**What the task requires**:
Reproduce all the entries below, renaming every "positive clicks" to "foreground clicks" and keeping everything else as it stands.

[Input data]

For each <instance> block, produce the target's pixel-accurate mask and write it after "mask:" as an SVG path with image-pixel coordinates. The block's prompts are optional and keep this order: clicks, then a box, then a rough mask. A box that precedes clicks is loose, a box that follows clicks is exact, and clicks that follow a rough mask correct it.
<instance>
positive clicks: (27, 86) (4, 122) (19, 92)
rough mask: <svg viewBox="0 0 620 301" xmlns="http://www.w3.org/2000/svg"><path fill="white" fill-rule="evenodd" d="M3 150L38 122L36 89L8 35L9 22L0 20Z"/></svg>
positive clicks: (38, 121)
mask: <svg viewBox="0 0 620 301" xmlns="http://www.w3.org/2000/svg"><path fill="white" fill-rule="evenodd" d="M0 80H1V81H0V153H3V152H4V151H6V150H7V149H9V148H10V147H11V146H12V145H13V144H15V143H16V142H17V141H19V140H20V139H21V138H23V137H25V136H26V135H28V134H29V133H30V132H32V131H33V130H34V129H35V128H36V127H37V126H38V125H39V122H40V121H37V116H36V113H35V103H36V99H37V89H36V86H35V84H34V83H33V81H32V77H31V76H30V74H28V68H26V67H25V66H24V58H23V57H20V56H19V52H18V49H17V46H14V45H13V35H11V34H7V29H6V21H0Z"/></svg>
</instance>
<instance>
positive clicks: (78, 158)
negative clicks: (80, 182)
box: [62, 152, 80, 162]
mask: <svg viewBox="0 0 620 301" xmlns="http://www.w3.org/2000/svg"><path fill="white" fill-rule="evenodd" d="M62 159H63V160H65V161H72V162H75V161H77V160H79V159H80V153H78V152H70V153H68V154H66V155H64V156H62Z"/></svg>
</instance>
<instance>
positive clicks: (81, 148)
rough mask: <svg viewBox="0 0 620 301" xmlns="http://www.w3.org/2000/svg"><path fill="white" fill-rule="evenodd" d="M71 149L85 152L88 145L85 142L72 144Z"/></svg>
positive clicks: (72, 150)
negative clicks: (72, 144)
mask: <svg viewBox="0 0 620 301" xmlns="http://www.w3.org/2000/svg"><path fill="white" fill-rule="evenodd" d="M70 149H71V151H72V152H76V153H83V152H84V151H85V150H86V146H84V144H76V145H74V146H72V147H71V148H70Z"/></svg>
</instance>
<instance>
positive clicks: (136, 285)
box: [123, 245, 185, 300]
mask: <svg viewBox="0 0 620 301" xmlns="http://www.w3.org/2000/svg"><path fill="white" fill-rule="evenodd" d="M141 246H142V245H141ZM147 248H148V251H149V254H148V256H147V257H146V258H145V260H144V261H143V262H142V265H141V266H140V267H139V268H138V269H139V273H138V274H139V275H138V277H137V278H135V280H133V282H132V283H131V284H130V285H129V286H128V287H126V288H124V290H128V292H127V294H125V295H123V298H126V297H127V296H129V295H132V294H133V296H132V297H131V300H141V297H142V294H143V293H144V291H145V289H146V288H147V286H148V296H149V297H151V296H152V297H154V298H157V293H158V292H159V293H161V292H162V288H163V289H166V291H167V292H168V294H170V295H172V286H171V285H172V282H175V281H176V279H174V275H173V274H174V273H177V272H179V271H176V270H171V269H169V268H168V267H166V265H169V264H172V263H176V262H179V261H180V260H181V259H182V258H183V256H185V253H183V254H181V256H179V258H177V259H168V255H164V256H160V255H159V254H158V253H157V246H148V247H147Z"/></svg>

[/Input data]

**Answer for this exercise**:
For each <instance> block, produce the target's pixel-accurate mask and write it after "mask:" as an SVG path with image-pixel coordinates. The block's prompts are optional and keep this order: clicks, then a box, then a rough mask. A box that precedes clicks is loose, a box that follows clicks is exact, and clicks that follow a rough mask correct it.
<instance>
foreground clicks: (27, 86) (4, 122) (19, 92)
rough mask: <svg viewBox="0 0 620 301" xmlns="http://www.w3.org/2000/svg"><path fill="white" fill-rule="evenodd" d="M3 150L38 122L36 89L8 35L9 22L0 20Z"/></svg>
foreground clicks: (38, 121)
mask: <svg viewBox="0 0 620 301" xmlns="http://www.w3.org/2000/svg"><path fill="white" fill-rule="evenodd" d="M0 80H1V81H0V153H3V152H4V151H6V150H7V149H9V148H10V147H11V146H12V145H13V144H15V143H16V142H17V141H19V140H20V139H21V138H23V137H25V136H26V135H28V134H29V133H30V132H32V131H33V130H34V129H35V128H36V127H37V126H38V125H39V122H40V121H37V116H36V113H35V103H36V99H37V89H36V86H35V84H34V83H33V81H32V77H31V76H30V74H28V68H26V67H25V66H24V58H23V57H20V56H19V52H18V49H17V46H14V45H13V35H11V34H7V29H6V21H0Z"/></svg>
</instance>
<instance>
foreground clicks: (78, 158)
negative clicks: (80, 182)
box: [62, 152, 80, 162]
mask: <svg viewBox="0 0 620 301" xmlns="http://www.w3.org/2000/svg"><path fill="white" fill-rule="evenodd" d="M62 159H63V160H65V161H72V162H75V161H77V160H79V159H80V153H78V152H70V153H68V154H66V155H64V156H62Z"/></svg>
</instance>
<instance>
foreground clicks: (81, 148)
rough mask: <svg viewBox="0 0 620 301" xmlns="http://www.w3.org/2000/svg"><path fill="white" fill-rule="evenodd" d="M71 149L85 152L88 145L85 142L72 144Z"/></svg>
foreground clicks: (72, 150)
negative clicks: (72, 144)
mask: <svg viewBox="0 0 620 301" xmlns="http://www.w3.org/2000/svg"><path fill="white" fill-rule="evenodd" d="M70 149H71V151H72V152H76V153H83V152H84V151H85V150H86V146H84V144H76V145H74V146H72V147H71V148H70Z"/></svg>
</instance>
<instance>
foreground clicks: (136, 285)
box: [123, 245, 185, 300]
mask: <svg viewBox="0 0 620 301" xmlns="http://www.w3.org/2000/svg"><path fill="white" fill-rule="evenodd" d="M141 246H142V245H141ZM147 248H148V251H149V254H148V256H147V257H146V258H145V260H144V261H143V262H142V265H141V266H140V267H139V268H138V269H139V273H138V274H139V275H138V277H137V278H135V280H133V282H132V283H131V284H130V285H129V286H128V287H126V288H124V290H128V292H127V294H125V295H123V298H126V297H127V296H129V295H132V294H133V296H132V297H131V300H141V297H142V294H143V293H144V291H145V289H146V288H147V286H148V296H149V297H151V296H152V297H154V298H157V293H158V292H159V293H161V292H162V288H163V289H166V291H167V292H168V294H170V295H172V286H171V285H172V282H175V281H176V279H174V275H173V274H174V273H177V272H179V271H176V270H171V269H169V268H168V267H166V265H169V264H172V263H176V262H179V261H180V260H181V259H182V258H183V256H185V253H183V254H181V256H179V258H177V259H168V255H164V256H160V255H159V254H158V253H157V246H148V247H147Z"/></svg>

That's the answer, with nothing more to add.